Provided entries ->
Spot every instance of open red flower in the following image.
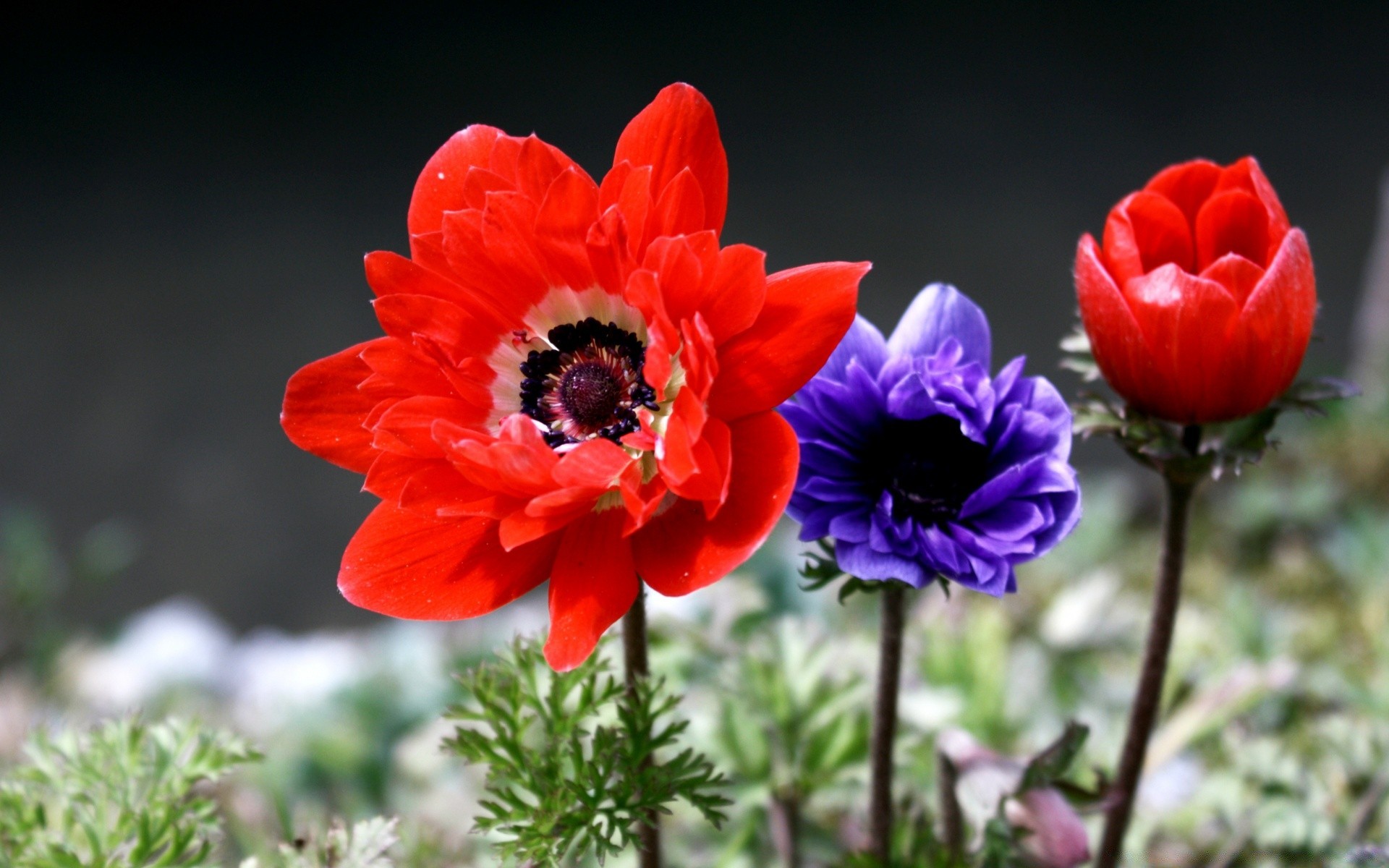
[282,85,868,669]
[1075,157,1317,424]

...

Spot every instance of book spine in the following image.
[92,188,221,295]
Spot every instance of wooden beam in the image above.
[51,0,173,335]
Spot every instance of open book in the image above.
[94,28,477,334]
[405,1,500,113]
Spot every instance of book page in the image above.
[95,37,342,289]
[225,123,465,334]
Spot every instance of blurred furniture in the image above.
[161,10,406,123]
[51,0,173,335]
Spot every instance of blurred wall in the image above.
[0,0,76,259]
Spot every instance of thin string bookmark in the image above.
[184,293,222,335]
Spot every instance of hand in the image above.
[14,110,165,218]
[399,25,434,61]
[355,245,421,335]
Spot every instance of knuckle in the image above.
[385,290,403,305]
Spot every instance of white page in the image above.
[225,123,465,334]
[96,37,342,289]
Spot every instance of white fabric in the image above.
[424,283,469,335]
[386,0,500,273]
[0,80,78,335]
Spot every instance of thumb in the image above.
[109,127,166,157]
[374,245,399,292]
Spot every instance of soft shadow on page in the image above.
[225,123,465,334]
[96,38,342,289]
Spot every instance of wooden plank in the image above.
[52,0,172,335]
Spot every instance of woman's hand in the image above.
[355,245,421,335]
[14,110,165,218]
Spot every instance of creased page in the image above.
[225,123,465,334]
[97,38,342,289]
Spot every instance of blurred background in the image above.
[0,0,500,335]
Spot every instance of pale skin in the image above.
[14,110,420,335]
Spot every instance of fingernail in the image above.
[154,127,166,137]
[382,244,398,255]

Aim ->
Rename "flower" to "blossom" in the material, starting with the line with "Spot every instance of open red" and going on through the line with "[1075,157,1317,424]", both included, and give those lines again with everything else unchanged. Leave the picture out of your answer.

Response to this task ->
Spot every instance of open red blossom in the following image.
[282,85,868,669]
[1075,157,1317,424]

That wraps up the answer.